-- THE DATA --
--

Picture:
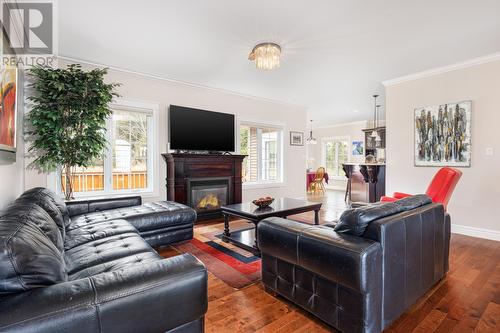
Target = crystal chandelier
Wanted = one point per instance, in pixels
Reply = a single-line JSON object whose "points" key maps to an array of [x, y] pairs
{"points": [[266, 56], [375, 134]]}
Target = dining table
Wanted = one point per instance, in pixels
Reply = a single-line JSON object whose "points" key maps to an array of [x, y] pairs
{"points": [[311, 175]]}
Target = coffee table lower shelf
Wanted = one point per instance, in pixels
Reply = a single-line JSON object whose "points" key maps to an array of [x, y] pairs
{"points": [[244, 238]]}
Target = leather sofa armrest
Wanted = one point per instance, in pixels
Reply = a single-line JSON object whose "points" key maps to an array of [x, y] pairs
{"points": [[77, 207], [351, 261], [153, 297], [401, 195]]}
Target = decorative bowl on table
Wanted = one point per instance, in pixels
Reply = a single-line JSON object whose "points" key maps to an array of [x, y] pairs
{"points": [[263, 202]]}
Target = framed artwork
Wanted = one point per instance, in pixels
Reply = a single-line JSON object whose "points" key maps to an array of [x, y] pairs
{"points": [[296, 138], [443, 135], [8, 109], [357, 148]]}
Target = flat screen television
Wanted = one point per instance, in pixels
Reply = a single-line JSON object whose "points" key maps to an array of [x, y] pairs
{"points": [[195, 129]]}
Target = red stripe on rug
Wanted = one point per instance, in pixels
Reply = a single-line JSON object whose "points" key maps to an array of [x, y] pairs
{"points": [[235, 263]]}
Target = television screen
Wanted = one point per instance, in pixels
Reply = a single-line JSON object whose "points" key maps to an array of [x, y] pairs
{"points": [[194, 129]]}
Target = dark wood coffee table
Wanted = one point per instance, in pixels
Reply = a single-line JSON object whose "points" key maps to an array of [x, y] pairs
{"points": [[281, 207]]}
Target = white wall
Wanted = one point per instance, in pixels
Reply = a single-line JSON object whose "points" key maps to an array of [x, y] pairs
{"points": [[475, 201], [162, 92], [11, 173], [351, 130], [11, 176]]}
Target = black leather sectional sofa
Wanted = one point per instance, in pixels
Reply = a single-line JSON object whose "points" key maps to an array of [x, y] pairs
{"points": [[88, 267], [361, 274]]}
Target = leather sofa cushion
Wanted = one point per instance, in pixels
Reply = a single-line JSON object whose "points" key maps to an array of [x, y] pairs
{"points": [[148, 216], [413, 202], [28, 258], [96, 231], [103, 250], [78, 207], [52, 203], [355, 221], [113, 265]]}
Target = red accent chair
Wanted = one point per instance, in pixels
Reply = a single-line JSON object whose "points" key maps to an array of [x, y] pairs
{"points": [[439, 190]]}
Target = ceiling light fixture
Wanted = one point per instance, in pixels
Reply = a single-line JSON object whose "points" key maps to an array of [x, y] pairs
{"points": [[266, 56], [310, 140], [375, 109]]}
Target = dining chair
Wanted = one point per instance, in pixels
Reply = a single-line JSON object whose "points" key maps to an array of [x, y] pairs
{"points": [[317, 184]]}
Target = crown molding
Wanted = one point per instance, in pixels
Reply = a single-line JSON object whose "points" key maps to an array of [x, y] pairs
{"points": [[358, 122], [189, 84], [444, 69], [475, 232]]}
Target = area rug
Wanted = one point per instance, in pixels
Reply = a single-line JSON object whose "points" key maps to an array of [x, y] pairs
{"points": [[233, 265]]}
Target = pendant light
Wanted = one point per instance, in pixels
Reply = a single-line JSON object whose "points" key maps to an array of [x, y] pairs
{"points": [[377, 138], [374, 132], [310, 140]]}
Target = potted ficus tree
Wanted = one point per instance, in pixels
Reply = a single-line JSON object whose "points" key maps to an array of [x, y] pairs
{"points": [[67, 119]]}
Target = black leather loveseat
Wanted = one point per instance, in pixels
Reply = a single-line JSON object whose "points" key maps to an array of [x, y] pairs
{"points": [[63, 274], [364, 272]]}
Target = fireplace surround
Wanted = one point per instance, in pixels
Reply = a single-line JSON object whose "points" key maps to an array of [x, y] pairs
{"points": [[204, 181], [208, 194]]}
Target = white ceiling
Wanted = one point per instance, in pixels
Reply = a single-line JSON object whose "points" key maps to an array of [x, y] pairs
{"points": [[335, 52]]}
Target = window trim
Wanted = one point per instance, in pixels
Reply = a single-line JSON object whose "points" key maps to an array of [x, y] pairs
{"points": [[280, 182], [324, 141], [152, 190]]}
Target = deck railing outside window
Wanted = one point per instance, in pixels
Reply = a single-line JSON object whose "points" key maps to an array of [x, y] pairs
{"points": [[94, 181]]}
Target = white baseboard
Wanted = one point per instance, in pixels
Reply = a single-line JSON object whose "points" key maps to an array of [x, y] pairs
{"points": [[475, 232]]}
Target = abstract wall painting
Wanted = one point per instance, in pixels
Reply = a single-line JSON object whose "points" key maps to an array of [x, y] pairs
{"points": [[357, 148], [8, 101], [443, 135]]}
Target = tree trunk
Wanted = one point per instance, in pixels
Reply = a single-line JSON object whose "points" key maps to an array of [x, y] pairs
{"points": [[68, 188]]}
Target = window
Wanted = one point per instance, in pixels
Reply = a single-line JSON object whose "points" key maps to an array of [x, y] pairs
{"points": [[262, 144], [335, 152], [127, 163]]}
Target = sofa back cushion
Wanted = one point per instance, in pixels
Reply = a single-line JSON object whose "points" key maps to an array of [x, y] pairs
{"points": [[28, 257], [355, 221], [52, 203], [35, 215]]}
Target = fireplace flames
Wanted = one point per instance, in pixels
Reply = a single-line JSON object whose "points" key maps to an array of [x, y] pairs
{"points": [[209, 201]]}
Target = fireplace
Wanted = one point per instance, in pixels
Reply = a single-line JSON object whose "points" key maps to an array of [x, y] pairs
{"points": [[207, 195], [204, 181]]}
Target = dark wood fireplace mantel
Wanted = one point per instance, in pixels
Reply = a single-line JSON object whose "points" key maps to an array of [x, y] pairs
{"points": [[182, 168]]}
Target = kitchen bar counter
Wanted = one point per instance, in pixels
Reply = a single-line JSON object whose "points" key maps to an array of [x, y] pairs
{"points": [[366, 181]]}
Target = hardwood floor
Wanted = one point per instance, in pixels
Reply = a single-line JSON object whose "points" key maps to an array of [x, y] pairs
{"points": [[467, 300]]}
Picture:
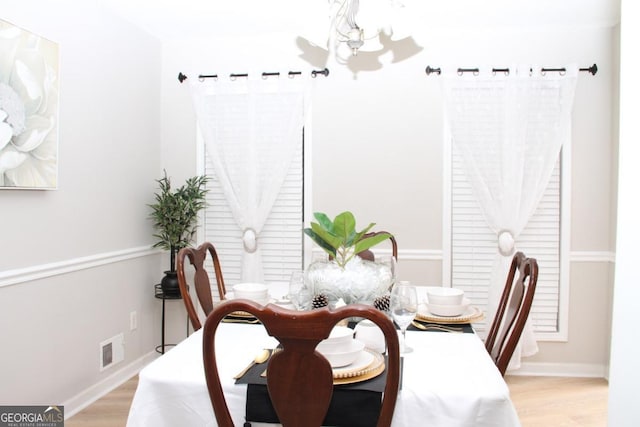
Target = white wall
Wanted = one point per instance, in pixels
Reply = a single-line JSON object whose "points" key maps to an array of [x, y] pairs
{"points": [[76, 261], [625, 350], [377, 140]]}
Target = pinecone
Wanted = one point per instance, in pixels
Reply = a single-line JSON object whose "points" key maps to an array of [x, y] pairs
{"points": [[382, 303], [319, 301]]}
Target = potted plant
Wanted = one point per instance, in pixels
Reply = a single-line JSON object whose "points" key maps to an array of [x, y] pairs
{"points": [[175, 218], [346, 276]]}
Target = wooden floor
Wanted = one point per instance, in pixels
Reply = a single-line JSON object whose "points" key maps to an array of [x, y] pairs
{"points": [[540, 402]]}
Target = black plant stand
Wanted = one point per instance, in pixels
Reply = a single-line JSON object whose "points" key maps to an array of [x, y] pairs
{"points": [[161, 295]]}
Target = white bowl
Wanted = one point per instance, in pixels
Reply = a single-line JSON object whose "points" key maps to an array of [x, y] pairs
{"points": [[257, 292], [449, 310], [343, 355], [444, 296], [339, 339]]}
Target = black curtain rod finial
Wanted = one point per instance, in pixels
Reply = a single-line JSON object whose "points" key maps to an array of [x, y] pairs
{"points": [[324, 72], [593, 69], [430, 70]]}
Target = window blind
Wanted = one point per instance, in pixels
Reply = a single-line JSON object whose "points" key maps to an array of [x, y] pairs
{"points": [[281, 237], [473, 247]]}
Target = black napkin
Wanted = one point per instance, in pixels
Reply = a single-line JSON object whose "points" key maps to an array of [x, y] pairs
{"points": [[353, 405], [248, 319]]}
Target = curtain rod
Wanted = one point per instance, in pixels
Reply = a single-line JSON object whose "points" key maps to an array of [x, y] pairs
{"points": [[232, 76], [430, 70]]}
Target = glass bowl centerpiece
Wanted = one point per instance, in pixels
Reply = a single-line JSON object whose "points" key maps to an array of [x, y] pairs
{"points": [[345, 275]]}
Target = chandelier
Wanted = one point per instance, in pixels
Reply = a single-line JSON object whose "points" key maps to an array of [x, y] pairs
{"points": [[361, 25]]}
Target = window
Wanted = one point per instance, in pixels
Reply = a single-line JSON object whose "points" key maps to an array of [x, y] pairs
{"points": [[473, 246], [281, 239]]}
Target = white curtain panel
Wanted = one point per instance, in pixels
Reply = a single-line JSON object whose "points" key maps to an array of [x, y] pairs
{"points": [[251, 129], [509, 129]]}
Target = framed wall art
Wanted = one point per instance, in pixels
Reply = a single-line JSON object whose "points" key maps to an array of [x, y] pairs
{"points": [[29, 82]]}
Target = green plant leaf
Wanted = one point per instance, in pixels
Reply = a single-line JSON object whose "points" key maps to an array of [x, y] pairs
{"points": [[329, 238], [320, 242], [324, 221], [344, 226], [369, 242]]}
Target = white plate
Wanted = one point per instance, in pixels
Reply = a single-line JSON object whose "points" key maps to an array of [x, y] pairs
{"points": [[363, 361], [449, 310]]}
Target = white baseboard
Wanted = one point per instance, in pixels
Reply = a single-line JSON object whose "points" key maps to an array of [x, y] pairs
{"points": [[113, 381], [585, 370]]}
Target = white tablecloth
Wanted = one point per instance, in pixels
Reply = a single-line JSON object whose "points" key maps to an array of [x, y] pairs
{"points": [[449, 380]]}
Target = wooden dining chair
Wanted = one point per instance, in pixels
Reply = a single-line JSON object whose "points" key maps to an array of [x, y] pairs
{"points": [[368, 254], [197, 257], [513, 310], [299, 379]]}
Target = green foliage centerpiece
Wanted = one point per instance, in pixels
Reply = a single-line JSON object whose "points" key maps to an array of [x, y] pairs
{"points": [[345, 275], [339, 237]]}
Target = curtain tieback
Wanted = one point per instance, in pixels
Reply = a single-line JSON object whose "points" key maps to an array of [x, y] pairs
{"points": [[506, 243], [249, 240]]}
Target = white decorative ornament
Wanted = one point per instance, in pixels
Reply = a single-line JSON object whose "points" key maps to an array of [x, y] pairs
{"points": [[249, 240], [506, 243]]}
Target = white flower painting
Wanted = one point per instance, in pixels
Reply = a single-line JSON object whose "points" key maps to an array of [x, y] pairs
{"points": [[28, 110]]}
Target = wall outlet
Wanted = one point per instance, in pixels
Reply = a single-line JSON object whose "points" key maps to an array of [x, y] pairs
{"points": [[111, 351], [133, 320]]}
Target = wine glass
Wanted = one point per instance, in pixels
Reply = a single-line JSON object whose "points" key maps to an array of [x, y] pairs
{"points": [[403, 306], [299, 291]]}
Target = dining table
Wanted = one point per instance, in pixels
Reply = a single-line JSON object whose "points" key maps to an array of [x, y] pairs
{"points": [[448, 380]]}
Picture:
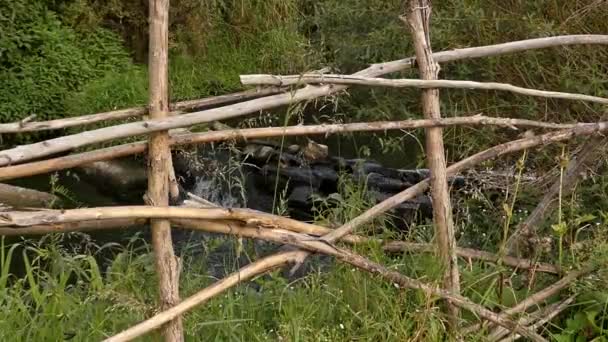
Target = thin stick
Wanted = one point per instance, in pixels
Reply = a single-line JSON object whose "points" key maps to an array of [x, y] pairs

--

-- WHAT THE EXERCISE ASKS --
Your reply should contain only an exact copy of the lines from the beginning of the material through the line with "Target = framed artwork", both ends included, with the pictures removed.

-- EXPECTED OUTPUT --
Picture:
Target = crystal chandelier
Wanted = one point per instance, in pixels
Reply = a single-line JSON object whose "points" key maps to an array of [x, y] pairs
{"points": [[266, 56], [375, 134]]}
Target = dining table
Wanted = one point per instance, in pixels
Reply = a single-line JSON object whose "points" key maps to an array of [x, y] pairs
{"points": [[311, 175]]}
Target = coffee table lower shelf
Wanted = one point per instance, in pixels
Reply = a single-line JSON object whose "points" key maps to an array of [x, y] pairs
{"points": [[244, 238]]}
Target = leather sofa armrest
Wanted = one point per instance, in pixels
Reply = a single-line JSON object whose "points" key maps to an array of [x, y] pairs
{"points": [[77, 207], [351, 261], [153, 297], [401, 195]]}
Target = decorative bowl on table
Wanted = one point per instance, in pixels
Reply = a single-line JSON object whose "points" key maps to an array of [x, y] pairs
{"points": [[263, 202]]}
Target = framed artwork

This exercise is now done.